__Directions for this task__. Copy the listing unchanged, beginning with the line that contains "Target: clear blue sky" and continuing through the line that contains "x=67, y=513", both included.

============================================================

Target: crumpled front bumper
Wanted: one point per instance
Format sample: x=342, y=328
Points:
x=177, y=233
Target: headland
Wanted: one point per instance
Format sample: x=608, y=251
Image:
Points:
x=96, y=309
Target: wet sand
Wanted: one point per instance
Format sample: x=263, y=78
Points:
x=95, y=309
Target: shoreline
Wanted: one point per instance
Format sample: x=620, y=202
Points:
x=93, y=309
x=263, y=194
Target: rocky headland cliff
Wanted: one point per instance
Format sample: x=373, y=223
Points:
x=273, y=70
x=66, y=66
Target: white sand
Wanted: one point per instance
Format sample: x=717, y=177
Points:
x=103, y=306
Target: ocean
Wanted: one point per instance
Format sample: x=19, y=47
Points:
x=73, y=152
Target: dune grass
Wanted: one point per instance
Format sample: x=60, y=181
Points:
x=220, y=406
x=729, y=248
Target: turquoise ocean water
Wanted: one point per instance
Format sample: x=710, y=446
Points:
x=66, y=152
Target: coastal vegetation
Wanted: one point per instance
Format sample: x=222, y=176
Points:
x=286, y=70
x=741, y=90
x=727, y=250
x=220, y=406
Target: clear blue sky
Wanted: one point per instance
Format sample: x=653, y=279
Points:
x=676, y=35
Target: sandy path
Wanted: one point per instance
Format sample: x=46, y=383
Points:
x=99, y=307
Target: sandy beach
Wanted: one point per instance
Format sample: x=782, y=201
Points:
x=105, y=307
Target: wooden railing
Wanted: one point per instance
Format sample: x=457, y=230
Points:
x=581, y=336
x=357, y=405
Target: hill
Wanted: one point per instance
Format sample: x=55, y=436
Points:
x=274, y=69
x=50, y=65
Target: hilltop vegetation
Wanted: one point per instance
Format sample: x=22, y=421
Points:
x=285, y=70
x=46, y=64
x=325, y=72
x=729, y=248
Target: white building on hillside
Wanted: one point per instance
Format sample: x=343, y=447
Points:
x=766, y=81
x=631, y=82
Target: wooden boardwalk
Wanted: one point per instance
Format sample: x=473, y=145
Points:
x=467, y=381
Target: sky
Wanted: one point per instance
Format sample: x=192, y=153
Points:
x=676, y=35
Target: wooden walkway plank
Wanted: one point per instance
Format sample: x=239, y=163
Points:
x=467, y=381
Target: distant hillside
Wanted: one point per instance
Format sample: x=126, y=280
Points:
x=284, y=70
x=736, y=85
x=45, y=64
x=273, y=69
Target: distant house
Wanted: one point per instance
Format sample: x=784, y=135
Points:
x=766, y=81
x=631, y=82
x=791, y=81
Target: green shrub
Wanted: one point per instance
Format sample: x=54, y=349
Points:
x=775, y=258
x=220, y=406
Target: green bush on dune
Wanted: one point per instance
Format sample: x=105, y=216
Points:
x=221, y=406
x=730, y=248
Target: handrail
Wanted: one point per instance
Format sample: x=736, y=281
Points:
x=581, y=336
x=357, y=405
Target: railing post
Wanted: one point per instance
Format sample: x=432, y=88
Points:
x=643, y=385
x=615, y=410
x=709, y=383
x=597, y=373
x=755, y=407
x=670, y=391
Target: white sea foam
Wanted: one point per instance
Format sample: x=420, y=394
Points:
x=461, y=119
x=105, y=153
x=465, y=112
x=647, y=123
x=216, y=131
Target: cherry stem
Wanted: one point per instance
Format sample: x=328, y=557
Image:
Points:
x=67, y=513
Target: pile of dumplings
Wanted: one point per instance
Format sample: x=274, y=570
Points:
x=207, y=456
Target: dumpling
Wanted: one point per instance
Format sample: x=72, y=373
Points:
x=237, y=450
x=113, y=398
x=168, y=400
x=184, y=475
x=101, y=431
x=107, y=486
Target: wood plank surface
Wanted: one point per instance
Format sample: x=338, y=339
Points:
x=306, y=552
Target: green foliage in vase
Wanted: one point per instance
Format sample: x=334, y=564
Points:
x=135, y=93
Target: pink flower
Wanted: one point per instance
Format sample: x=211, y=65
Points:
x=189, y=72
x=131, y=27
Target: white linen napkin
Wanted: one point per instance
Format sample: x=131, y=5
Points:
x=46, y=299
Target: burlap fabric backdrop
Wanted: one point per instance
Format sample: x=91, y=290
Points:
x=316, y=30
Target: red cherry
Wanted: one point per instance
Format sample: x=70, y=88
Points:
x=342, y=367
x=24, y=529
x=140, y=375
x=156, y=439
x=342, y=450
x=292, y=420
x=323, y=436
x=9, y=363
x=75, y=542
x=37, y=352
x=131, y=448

============================================================

__Full output__.
Target: clear blue sky
Wanted: one point per instance
Format sample: x=653, y=279
Points:
x=676, y=35
Target: sandy path
Wanted: one point per instance
Format sample: x=46, y=383
Points:
x=99, y=307
Target: sandy beach
Wanted: one point per instance
Format sample: x=782, y=201
Points:
x=105, y=307
Target: wooden railing
Wanted: one point per instance
Format sample: x=457, y=230
Points:
x=581, y=336
x=357, y=405
Target: hill
Wanted: one point per instance
Format sample: x=55, y=436
Points:
x=274, y=69
x=50, y=65
Target: hilltop vegetation
Wanted: one point per instance
Format sample: x=22, y=421
Points:
x=285, y=70
x=46, y=64
x=325, y=72
x=729, y=248
Target: white building on hillside
Wanted: one point per instance
Format sample: x=343, y=447
Points:
x=766, y=81
x=631, y=82
Target: wooden boardwalk
Wanted: one point per instance
Format sample: x=473, y=145
Points:
x=467, y=381
Target: sky
Wanted: one point per instance
Format sample: x=192, y=153
Points:
x=676, y=35
Target: wooden walkway plank
Wanted: one point per instance
Format sample: x=239, y=163
Points:
x=467, y=381
Target: distant hillside
Wanted: one point per instance
Format sample: x=126, y=280
Points:
x=284, y=70
x=736, y=85
x=45, y=64
x=273, y=69
Target: distant house
Wanted: one point per instance
Format sample: x=784, y=135
Points:
x=766, y=81
x=631, y=82
x=791, y=81
Target: green shrub
Wanted: one point per instance
Format sample: x=54, y=349
Points:
x=775, y=258
x=220, y=406
Target: green bush on dune
Wanted: one point per instance
Format sample: x=105, y=216
Points:
x=221, y=406
x=730, y=248
Target: handrail
Wanted: one point per instance
Format sample: x=736, y=281
Points:
x=581, y=336
x=357, y=405
Target: railing post
Wanted: one point per instance
Format sample: x=432, y=88
Points:
x=643, y=385
x=615, y=410
x=709, y=383
x=597, y=373
x=755, y=407
x=670, y=391
Target: white sea foam
Wanted: one point per instance
Format sample: x=420, y=394
Points:
x=461, y=119
x=105, y=153
x=465, y=112
x=647, y=123
x=216, y=131
Target: cherry stem
Wanted: one point per instance
Format sample: x=328, y=557
Image:
Points:
x=67, y=513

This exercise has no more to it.